> _Provided material_:
....

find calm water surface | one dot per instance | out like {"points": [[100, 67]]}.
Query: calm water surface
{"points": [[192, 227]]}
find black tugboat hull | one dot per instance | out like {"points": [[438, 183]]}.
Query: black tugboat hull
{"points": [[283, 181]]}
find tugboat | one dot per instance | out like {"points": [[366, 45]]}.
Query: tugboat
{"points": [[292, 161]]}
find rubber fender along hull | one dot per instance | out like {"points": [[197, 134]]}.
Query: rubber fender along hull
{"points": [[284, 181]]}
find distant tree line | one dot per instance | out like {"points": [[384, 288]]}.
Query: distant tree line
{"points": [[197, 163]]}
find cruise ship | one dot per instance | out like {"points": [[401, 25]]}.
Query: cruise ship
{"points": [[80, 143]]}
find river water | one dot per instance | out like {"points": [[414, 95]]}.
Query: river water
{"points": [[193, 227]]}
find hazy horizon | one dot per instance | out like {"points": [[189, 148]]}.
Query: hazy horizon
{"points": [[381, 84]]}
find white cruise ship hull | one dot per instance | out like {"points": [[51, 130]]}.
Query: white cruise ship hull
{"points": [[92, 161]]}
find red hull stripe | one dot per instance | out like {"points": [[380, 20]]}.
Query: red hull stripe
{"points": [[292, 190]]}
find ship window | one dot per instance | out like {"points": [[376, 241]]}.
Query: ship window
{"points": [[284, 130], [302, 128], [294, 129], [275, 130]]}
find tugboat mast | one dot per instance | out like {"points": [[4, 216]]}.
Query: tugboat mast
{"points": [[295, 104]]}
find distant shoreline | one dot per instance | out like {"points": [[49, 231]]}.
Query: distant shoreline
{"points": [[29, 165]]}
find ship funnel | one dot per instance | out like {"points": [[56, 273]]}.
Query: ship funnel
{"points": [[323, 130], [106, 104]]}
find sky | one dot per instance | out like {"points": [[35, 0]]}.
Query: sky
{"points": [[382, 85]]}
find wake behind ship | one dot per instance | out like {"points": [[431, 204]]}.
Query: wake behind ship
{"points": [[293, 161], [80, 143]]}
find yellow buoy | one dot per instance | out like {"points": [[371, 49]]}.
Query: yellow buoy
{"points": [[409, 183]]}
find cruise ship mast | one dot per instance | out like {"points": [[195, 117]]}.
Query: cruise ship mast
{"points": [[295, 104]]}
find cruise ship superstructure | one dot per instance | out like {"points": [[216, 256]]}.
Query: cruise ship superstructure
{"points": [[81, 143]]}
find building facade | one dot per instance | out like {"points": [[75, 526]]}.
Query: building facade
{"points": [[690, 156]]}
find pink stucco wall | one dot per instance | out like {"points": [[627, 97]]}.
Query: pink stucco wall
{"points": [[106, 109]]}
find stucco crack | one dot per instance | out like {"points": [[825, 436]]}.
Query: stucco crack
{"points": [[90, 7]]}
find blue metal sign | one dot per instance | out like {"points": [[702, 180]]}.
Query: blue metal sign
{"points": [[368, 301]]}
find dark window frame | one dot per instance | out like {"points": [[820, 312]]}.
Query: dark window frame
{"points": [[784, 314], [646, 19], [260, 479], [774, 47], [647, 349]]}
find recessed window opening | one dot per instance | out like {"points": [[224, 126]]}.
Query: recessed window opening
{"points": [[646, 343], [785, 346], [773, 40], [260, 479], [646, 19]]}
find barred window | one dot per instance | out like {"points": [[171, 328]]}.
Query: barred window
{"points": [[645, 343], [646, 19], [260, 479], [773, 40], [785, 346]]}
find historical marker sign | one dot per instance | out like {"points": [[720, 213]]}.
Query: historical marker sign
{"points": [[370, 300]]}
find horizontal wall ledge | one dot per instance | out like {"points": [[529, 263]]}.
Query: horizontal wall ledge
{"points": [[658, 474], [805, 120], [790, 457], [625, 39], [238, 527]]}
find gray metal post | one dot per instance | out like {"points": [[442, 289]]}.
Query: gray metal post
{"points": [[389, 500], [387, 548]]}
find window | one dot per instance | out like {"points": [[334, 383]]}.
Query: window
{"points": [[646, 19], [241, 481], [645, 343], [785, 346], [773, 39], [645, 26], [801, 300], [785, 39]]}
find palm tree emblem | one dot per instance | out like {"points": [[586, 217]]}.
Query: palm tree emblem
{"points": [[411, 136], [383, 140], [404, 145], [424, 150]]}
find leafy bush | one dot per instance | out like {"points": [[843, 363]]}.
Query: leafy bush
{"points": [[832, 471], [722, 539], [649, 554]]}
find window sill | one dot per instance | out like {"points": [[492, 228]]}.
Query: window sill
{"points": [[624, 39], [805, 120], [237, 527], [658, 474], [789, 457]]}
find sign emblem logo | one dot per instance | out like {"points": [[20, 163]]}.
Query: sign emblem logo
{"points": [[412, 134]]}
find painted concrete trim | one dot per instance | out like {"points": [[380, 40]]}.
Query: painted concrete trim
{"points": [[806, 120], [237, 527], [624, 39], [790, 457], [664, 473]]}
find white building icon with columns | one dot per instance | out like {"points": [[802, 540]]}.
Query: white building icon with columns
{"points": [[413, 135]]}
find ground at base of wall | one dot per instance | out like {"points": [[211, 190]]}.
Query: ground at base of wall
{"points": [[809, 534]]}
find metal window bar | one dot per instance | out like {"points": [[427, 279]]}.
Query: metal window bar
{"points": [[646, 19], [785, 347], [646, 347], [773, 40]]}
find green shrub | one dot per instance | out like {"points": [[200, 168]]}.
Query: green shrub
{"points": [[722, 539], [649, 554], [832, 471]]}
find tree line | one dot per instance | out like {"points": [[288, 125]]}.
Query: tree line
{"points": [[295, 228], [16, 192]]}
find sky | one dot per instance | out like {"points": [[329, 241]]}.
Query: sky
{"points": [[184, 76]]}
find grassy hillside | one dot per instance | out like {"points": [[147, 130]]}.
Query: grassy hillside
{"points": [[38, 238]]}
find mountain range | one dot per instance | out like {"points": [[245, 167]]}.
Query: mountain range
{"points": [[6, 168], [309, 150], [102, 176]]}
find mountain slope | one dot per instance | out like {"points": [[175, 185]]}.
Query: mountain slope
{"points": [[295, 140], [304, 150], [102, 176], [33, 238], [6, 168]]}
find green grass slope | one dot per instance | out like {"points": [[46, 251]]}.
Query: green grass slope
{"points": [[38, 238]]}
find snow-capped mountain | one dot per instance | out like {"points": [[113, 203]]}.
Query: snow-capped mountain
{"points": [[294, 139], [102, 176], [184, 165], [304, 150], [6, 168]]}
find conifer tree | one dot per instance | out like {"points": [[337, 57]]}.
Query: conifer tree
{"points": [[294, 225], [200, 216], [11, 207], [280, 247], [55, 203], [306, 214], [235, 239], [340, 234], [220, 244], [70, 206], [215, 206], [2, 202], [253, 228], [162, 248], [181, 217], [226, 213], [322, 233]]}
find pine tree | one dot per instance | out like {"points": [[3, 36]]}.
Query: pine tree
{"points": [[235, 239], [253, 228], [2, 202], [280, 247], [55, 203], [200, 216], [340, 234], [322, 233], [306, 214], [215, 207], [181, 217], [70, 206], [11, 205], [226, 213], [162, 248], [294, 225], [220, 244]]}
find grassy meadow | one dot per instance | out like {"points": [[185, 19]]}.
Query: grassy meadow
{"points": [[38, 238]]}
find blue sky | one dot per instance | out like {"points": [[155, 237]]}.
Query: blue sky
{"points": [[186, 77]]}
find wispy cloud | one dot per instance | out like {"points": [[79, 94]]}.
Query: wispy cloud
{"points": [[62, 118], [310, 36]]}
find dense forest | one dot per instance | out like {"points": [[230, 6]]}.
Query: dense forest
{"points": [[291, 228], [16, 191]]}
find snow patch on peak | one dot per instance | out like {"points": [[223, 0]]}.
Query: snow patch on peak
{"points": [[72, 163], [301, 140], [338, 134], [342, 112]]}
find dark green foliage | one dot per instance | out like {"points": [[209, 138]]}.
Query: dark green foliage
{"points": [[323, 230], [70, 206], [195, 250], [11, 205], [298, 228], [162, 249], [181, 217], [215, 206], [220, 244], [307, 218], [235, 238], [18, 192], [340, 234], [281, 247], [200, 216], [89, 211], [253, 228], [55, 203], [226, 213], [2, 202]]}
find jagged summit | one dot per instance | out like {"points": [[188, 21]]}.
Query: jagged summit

....

> _Required task_: Retype nothing except the lines from the line holding "find pine tree" through the last line of the entries, both included.

> _Exercise output_:
find pine tree | one dot per instance | out like {"points": [[3, 36]]}.
Query: pine tree
{"points": [[235, 239], [253, 228], [2, 202], [280, 247], [55, 203], [200, 216], [340, 234], [322, 233], [306, 214], [215, 207], [181, 217], [70, 206], [11, 205], [226, 213], [162, 248], [294, 225], [220, 244]]}
find grassy meadow | one dot per instance | out like {"points": [[185, 19]]}.
Query: grassy meadow
{"points": [[38, 238]]}
find blue sky | one dot per instance | out like {"points": [[155, 237]]}.
Query: blue sky
{"points": [[186, 77]]}
find wispy cloud | one dot per instance | out like {"points": [[79, 94]]}.
Query: wispy cloud
{"points": [[62, 118], [310, 36]]}
find dense forest | one dot per instance | out like {"points": [[230, 6]]}.
Query: dense forest
{"points": [[291, 228], [16, 191]]}
find snow patch on peak | one dot per instance | out like {"points": [[223, 0]]}.
Query: snow patch on peak
{"points": [[72, 163], [301, 140], [338, 134], [342, 112]]}
find dark green foliage | one dot per instance | out like {"points": [[209, 138]]}.
Query: dark green foliage
{"points": [[323, 230], [70, 206], [195, 250], [11, 205], [298, 228], [162, 249], [181, 217], [215, 206], [220, 244], [307, 218], [235, 238], [18, 192], [340, 234], [281, 247], [200, 216], [89, 211], [253, 228], [55, 203], [226, 213], [2, 202]]}
find jagged summit | one dot per instance | out like {"points": [[188, 21]]}.
Query: jagged summit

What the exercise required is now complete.